(THE EXERCISE)
Rewrite the stretch of rows from the line that contains "like x=404, y=179." through the line that contains "x=562, y=284", replacing "with a single dot" with "with one point" and leaving everything else the same.

* START SUPPLIED DATA *

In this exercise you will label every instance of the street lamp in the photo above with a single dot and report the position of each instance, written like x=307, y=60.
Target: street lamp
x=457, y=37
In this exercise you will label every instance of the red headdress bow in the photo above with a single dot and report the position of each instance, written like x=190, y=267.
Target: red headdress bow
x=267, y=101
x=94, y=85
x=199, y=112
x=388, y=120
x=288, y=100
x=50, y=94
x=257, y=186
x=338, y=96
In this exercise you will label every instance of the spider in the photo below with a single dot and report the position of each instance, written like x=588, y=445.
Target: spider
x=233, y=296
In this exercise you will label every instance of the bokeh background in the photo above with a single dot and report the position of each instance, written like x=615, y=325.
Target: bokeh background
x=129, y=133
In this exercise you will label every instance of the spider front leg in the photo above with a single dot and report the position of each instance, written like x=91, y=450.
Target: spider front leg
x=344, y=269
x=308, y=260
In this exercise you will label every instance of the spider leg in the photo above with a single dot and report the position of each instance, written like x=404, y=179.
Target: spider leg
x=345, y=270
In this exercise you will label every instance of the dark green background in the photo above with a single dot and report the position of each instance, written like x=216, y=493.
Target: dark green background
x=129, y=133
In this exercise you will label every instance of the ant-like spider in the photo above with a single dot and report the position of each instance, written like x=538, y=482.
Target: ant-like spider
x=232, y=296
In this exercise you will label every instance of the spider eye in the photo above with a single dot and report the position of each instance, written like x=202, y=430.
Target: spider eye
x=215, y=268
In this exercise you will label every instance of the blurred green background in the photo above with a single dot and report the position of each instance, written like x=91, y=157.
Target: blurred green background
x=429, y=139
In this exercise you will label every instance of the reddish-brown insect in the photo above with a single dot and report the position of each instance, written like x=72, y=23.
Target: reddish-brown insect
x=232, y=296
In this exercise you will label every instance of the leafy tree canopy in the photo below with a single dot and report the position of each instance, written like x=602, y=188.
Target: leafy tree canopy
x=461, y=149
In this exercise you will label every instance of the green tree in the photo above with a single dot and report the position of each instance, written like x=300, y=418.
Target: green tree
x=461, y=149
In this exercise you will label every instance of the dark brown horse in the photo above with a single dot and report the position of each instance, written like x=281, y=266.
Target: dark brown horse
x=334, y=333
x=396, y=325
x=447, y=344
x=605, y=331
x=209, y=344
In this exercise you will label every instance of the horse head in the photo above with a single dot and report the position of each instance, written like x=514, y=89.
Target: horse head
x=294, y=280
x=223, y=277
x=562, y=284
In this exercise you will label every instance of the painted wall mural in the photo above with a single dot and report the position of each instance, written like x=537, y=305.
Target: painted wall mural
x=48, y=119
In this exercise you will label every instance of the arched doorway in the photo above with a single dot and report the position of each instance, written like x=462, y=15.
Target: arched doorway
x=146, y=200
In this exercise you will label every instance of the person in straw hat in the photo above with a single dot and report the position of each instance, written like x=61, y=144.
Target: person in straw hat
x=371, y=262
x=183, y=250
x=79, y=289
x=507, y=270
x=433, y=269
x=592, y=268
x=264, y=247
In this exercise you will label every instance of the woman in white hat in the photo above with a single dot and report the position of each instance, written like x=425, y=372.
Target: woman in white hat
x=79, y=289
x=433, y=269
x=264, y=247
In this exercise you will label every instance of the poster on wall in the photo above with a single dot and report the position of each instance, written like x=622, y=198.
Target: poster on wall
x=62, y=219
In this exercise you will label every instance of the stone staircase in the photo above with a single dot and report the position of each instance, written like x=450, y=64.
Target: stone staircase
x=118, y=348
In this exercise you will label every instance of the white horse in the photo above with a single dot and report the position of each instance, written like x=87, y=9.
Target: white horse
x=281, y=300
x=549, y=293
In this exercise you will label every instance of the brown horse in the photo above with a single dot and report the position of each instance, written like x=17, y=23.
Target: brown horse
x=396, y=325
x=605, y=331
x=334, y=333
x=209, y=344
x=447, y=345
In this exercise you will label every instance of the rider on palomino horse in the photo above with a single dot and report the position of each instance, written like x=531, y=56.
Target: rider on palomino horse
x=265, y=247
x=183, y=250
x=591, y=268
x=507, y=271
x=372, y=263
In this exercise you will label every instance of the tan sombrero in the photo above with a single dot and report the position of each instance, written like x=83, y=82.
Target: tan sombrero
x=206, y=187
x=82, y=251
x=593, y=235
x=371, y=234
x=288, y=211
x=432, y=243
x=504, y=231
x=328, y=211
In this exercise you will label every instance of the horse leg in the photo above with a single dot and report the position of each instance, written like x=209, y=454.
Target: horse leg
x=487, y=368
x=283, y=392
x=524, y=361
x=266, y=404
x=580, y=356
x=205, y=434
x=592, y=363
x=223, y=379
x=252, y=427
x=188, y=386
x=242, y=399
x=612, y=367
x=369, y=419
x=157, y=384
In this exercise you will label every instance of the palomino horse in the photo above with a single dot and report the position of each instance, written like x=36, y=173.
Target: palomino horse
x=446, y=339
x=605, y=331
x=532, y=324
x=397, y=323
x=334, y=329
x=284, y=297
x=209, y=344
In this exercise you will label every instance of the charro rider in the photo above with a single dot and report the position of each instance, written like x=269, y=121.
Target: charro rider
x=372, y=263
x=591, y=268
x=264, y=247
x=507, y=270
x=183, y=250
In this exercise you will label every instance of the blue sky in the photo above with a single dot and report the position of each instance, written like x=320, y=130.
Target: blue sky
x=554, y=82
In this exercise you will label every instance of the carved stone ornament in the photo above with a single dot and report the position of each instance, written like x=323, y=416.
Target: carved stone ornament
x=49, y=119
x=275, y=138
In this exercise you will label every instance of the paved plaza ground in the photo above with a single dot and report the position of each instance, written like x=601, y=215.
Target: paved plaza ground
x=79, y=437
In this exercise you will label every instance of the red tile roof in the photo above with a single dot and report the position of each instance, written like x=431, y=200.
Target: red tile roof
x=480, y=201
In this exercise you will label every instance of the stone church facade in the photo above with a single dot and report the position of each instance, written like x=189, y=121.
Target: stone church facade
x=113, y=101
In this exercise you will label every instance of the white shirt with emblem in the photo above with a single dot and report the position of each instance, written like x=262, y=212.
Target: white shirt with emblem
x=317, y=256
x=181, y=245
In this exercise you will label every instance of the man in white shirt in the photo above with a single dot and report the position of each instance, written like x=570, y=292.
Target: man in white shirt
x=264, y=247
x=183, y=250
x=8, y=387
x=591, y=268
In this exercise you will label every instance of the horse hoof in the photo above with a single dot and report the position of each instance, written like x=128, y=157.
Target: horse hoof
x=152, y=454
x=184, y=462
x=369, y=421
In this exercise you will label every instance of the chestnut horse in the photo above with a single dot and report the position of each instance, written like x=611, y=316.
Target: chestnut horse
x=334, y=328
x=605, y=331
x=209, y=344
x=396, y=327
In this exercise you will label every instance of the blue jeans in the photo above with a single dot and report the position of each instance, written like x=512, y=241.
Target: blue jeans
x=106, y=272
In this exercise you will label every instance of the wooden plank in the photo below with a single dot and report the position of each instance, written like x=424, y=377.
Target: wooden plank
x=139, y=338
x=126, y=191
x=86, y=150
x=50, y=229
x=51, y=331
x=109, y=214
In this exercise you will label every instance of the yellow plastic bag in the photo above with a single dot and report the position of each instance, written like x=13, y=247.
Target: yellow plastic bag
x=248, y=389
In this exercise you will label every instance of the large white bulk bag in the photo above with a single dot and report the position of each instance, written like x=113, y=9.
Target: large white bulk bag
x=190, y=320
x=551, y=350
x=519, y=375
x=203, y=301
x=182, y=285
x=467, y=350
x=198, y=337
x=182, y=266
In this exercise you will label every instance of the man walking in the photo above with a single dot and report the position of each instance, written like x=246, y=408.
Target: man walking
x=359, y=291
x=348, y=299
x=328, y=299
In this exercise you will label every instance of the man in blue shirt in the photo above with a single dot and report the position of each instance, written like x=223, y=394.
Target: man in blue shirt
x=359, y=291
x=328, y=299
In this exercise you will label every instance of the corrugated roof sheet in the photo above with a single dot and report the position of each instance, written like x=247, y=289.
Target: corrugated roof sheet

* END SUPPLIED DATA *

(COMPLETED EXERCISE)
In this exercise you will label every instance of the spider leg in the photo above with one point and report the position of each instance, written like x=404, y=179.
Target: spider leg
x=345, y=270
In this exercise you will label every instance of the dark green background in the photo above with one point and report the position of each instance, written like x=216, y=493.
Target: dark green background
x=129, y=133
In this exercise you will label every instance of the ant-like spider in the photo above with one point and report the position of each instance, written like x=538, y=482.
Target: ant-like spider
x=232, y=296
In this exercise you will label every instance of the spider eye in the photo above with one point and report the position of each instance, written like x=202, y=430.
Target: spider eye
x=215, y=268
In this exercise you will label every instance of the blurred green background in the photo above with one point and report the position of each instance, written like x=91, y=157.
Target: blurred green background
x=429, y=139
In this exercise you will label every instance of the reddish-brown insect in the photo above with one point and report the position of each instance, written like x=72, y=23.
Target: reddish-brown insect
x=232, y=296
In this exercise you will label every instance of the leafy tree canopy in the photo below with one point and report the position of each instance, written like x=602, y=188.
Target: leafy tree canopy
x=461, y=149
In this exercise you will label every instance of the green tree in the photo above with one point and report the position of each instance, written like x=300, y=418.
Target: green tree
x=461, y=149
In this exercise you will label every instance of the dark brown horse in the photo above with one point and report the position of each instance, written like x=281, y=266.
Target: dark brown horse
x=334, y=333
x=396, y=325
x=447, y=344
x=605, y=331
x=209, y=344
In this exercise you will label every instance of the horse head in the photo above with one point and report the position of each instance, written like x=514, y=89.
Target: horse head
x=294, y=280
x=223, y=277
x=562, y=284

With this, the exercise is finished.